__REQUIREMENT__
Exactly as written, return the entries below, minus any pictures.

__PROVIDED DATA__
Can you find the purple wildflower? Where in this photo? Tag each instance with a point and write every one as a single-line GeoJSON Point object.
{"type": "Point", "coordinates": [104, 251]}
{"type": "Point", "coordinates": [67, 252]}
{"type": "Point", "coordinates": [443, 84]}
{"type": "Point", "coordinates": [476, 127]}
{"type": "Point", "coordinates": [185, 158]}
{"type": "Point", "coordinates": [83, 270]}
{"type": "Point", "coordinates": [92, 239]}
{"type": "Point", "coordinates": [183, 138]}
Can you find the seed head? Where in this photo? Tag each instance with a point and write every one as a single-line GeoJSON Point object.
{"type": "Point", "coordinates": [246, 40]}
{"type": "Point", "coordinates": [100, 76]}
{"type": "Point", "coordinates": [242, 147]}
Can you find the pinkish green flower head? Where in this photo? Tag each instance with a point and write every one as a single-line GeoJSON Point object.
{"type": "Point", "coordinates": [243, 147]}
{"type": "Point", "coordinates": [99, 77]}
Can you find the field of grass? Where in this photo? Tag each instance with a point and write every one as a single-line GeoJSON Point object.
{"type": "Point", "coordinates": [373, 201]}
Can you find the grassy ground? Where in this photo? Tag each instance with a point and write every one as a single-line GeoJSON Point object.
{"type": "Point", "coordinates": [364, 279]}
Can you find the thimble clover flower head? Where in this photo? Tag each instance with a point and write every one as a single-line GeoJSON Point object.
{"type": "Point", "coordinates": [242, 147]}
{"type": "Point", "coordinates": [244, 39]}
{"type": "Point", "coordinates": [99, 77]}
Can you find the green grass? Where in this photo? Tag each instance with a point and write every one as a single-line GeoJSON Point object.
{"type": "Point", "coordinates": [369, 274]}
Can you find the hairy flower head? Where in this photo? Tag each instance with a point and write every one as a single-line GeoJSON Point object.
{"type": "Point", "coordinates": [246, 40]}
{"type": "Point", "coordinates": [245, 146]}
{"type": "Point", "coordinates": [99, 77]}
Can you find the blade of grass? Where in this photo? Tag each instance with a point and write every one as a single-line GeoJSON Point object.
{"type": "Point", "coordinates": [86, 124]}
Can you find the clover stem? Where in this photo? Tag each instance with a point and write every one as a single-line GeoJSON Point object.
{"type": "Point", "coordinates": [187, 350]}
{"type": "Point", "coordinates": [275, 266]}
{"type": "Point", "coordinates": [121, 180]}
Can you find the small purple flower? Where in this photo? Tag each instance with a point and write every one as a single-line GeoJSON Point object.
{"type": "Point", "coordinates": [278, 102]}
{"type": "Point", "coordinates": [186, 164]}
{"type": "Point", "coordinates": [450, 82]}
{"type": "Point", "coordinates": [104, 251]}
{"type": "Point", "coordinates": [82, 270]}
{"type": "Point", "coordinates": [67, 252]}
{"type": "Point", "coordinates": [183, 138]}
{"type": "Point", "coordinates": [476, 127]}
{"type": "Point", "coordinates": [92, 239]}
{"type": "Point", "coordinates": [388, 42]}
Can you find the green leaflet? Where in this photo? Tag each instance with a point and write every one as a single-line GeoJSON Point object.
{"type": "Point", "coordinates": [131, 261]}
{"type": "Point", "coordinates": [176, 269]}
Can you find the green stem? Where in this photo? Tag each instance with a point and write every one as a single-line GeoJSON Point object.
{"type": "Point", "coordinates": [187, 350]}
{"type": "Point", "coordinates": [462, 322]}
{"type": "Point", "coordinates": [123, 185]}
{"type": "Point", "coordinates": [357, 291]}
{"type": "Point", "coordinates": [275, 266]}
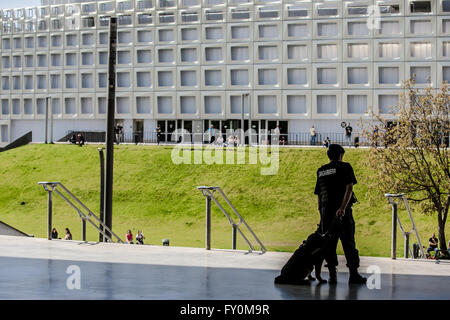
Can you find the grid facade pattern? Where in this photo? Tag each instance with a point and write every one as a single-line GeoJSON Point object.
{"type": "Point", "coordinates": [193, 59]}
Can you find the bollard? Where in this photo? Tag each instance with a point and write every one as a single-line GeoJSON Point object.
{"type": "Point", "coordinates": [234, 236]}
{"type": "Point", "coordinates": [394, 231]}
{"type": "Point", "coordinates": [83, 229]}
{"type": "Point", "coordinates": [406, 245]}
{"type": "Point", "coordinates": [49, 214]}
{"type": "Point", "coordinates": [208, 223]}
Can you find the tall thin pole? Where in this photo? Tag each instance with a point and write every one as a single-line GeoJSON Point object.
{"type": "Point", "coordinates": [394, 231]}
{"type": "Point", "coordinates": [102, 192]}
{"type": "Point", "coordinates": [51, 121]}
{"type": "Point", "coordinates": [110, 124]}
{"type": "Point", "coordinates": [249, 97]}
{"type": "Point", "coordinates": [208, 223]}
{"type": "Point", "coordinates": [242, 122]}
{"type": "Point", "coordinates": [46, 119]}
{"type": "Point", "coordinates": [49, 214]}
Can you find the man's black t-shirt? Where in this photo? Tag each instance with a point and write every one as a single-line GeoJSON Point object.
{"type": "Point", "coordinates": [348, 130]}
{"type": "Point", "coordinates": [332, 180]}
{"type": "Point", "coordinates": [431, 240]}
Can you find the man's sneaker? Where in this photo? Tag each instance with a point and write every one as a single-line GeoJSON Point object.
{"type": "Point", "coordinates": [356, 278]}
{"type": "Point", "coordinates": [332, 278]}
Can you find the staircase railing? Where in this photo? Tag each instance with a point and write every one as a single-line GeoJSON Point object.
{"type": "Point", "coordinates": [84, 213]}
{"type": "Point", "coordinates": [394, 200]}
{"type": "Point", "coordinates": [209, 192]}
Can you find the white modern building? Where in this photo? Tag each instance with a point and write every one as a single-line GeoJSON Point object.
{"type": "Point", "coordinates": [187, 63]}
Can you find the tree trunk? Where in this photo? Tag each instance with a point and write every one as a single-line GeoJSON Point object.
{"type": "Point", "coordinates": [441, 233]}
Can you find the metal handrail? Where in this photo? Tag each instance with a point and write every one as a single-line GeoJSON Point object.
{"type": "Point", "coordinates": [208, 192]}
{"type": "Point", "coordinates": [51, 187]}
{"type": "Point", "coordinates": [396, 219]}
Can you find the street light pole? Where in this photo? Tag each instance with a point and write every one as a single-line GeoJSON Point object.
{"type": "Point", "coordinates": [242, 119]}
{"type": "Point", "coordinates": [46, 120]}
{"type": "Point", "coordinates": [51, 120]}
{"type": "Point", "coordinates": [110, 124]}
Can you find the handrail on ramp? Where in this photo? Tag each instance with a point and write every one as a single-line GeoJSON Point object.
{"type": "Point", "coordinates": [83, 212]}
{"type": "Point", "coordinates": [209, 192]}
{"type": "Point", "coordinates": [394, 200]}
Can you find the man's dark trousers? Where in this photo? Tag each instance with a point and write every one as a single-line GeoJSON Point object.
{"type": "Point", "coordinates": [345, 231]}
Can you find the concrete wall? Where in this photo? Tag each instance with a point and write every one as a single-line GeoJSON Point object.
{"type": "Point", "coordinates": [7, 230]}
{"type": "Point", "coordinates": [60, 128]}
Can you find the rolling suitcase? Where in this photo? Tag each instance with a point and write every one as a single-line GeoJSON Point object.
{"type": "Point", "coordinates": [302, 262]}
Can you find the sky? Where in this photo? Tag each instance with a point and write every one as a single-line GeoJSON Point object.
{"type": "Point", "coordinates": [7, 4]}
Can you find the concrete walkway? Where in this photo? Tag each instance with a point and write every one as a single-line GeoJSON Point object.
{"type": "Point", "coordinates": [33, 268]}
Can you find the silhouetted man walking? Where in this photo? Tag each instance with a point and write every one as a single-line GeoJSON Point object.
{"type": "Point", "coordinates": [334, 188]}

__TASK RESPONSE__
Can you find the purple wildflower? Where in this photo? Tag each instance with a point and write every one as a single-line GeoJSON Point object.
{"type": "Point", "coordinates": [104, 251]}
{"type": "Point", "coordinates": [67, 252]}
{"type": "Point", "coordinates": [443, 84]}
{"type": "Point", "coordinates": [476, 127]}
{"type": "Point", "coordinates": [185, 158]}
{"type": "Point", "coordinates": [83, 270]}
{"type": "Point", "coordinates": [92, 239]}
{"type": "Point", "coordinates": [183, 138]}
Can you find the seed head? Where in this photo? Tag each instance with a point and write every one as a single-line GeoJSON Point object.
{"type": "Point", "coordinates": [246, 40]}
{"type": "Point", "coordinates": [100, 76]}
{"type": "Point", "coordinates": [242, 147]}
Can you find the pinkish green flower head? Where in this photo? Tag each instance with a point and write every one as a single-line GeoJSON Point object.
{"type": "Point", "coordinates": [243, 147]}
{"type": "Point", "coordinates": [99, 77]}
Can you find the field of grass? Where in this photo? Tag each instance with a point and write every one as a single-line GeoJSON Point object.
{"type": "Point", "coordinates": [373, 201]}
Can you find the grassy ground? Where in this photo? Tag each instance with a point and write every one as a single-line GeoJSON Point object.
{"type": "Point", "coordinates": [364, 279]}
Can you find the thimble clover flower head? Where in this photo? Tag each instance with a point and write every one as a single-line GeoJSON Point object.
{"type": "Point", "coordinates": [242, 147]}
{"type": "Point", "coordinates": [244, 39]}
{"type": "Point", "coordinates": [99, 77]}
Can you find the green grass? Where in this photo? Tag each instance with a point and write every one as a single-line GeoJSON Point object.
{"type": "Point", "coordinates": [369, 274]}
Can you find the hairy flower head? Where in this photo? Tag each instance with a point and write every one as a single-line GeoJSON Point object.
{"type": "Point", "coordinates": [246, 40]}
{"type": "Point", "coordinates": [245, 146]}
{"type": "Point", "coordinates": [99, 77]}
Can you find the blade of grass? Where in this photo? Tag each instance with a point and write every one as a single-line GeoJSON Point object.
{"type": "Point", "coordinates": [86, 124]}
Can you find the clover stem? Where in this photo? Tag each instance with a point and write every one as a single-line GeoJSON Point object.
{"type": "Point", "coordinates": [187, 350]}
{"type": "Point", "coordinates": [275, 266]}
{"type": "Point", "coordinates": [121, 180]}
Can you find the small purple flower? Where in this photo? Tag each instance with a point and write every one as a single-line GeoJSON Point object.
{"type": "Point", "coordinates": [278, 102]}
{"type": "Point", "coordinates": [186, 164]}
{"type": "Point", "coordinates": [450, 82]}
{"type": "Point", "coordinates": [104, 251]}
{"type": "Point", "coordinates": [82, 270]}
{"type": "Point", "coordinates": [67, 252]}
{"type": "Point", "coordinates": [183, 138]}
{"type": "Point", "coordinates": [476, 127]}
{"type": "Point", "coordinates": [92, 239]}
{"type": "Point", "coordinates": [388, 42]}
Can you find the green leaflet? Where in this photo? Tag each instance with a point and write every one as a single-line GeoJSON Point object.
{"type": "Point", "coordinates": [131, 261]}
{"type": "Point", "coordinates": [176, 269]}
Can you find the green stem? Where in this photo? Tag each instance with a point and write every one as a single-line GeoJSON Point object.
{"type": "Point", "coordinates": [187, 350]}
{"type": "Point", "coordinates": [462, 322]}
{"type": "Point", "coordinates": [123, 185]}
{"type": "Point", "coordinates": [357, 291]}
{"type": "Point", "coordinates": [275, 266]}
Can you find the grid facade pattern? Where in this photo? Tag each instance with a point and write every one as a single-line GeoJSON Point object.
{"type": "Point", "coordinates": [193, 59]}
Can you find the bollard? Where in this photo? Tag each instance with a point and write every one as a single-line GeoJSON Point object.
{"type": "Point", "coordinates": [234, 236]}
{"type": "Point", "coordinates": [394, 231]}
{"type": "Point", "coordinates": [83, 229]}
{"type": "Point", "coordinates": [406, 245]}
{"type": "Point", "coordinates": [49, 214]}
{"type": "Point", "coordinates": [208, 223]}
Can you find the tall thin pole? Where in this photo? Tag each instance with a point and write every one as a single-line GeoJSON Point object.
{"type": "Point", "coordinates": [394, 231]}
{"type": "Point", "coordinates": [102, 192]}
{"type": "Point", "coordinates": [51, 121]}
{"type": "Point", "coordinates": [110, 124]}
{"type": "Point", "coordinates": [249, 97]}
{"type": "Point", "coordinates": [208, 223]}
{"type": "Point", "coordinates": [242, 122]}
{"type": "Point", "coordinates": [46, 119]}
{"type": "Point", "coordinates": [49, 214]}
Can you find the man's black t-shirt? Where in this photo? Tag each instance with a point and write every one as a single-line GeoJSON Point object.
{"type": "Point", "coordinates": [348, 130]}
{"type": "Point", "coordinates": [332, 180]}
{"type": "Point", "coordinates": [431, 240]}
Can you find the man's sneaker? Where in this photo? Tag each instance with a point and write every one as a single-line GeoJSON Point object.
{"type": "Point", "coordinates": [356, 278]}
{"type": "Point", "coordinates": [332, 278]}
Can you find the staircase railing? Where in this photo? Tag each instance with a point and write every one as a single-line GeoJSON Point object.
{"type": "Point", "coordinates": [84, 213]}
{"type": "Point", "coordinates": [394, 200]}
{"type": "Point", "coordinates": [209, 192]}
Can you find the white modern building? Where in this photo? Tag each instance with a point and write every one as a single-line GeoJSON Point object.
{"type": "Point", "coordinates": [187, 63]}
Can you find the tree trunk? Where in this photo? Tag each instance with a point and write every one as a single-line GeoJSON Point object.
{"type": "Point", "coordinates": [441, 233]}
Can you find the metal handrail? Where in this photo? Tag each instance with a point and write every one as a single-line GeoJSON Point object.
{"type": "Point", "coordinates": [208, 192]}
{"type": "Point", "coordinates": [51, 187]}
{"type": "Point", "coordinates": [396, 219]}
Can you find the street light pole? Where in this photo? Tag each instance with a point and write every one as a single-line GeoJSON Point object.
{"type": "Point", "coordinates": [242, 119]}
{"type": "Point", "coordinates": [46, 120]}
{"type": "Point", "coordinates": [51, 120]}
{"type": "Point", "coordinates": [110, 124]}
Can you find the handrail on ramp? Where in this photo? Tag each instance with a point and write every one as a single-line GeoJSON Point object.
{"type": "Point", "coordinates": [83, 212]}
{"type": "Point", "coordinates": [209, 192]}
{"type": "Point", "coordinates": [394, 200]}
Can you find the man's dark trousers? Where in this photo? Tag each instance with a point and write every one as a single-line GeoJSON Point object.
{"type": "Point", "coordinates": [345, 231]}
Can you find the concrete wall? Where in this photo? Tag each instance with a point and write every one as a single-line GeoJSON Point object.
{"type": "Point", "coordinates": [7, 230]}
{"type": "Point", "coordinates": [60, 128]}
Can you find the rolling suitcase? Where in this photo? Tag each instance with a point and write every one as a single-line GeoJSON Point object.
{"type": "Point", "coordinates": [302, 262]}
Can you find the sky? Where in this photo? Tag each instance with a point and write every one as a single-line GeoJSON Point object.
{"type": "Point", "coordinates": [7, 4]}
Can you find the concrete walkway? Where in this photo? Tag each instance with a point and write every one as a single-line GeoJSON Point object.
{"type": "Point", "coordinates": [33, 268]}
Can you find the silhouetted man walking? Where in this photo? Tag each instance with a point and write every one as a single-line GeoJSON Point object.
{"type": "Point", "coordinates": [334, 188]}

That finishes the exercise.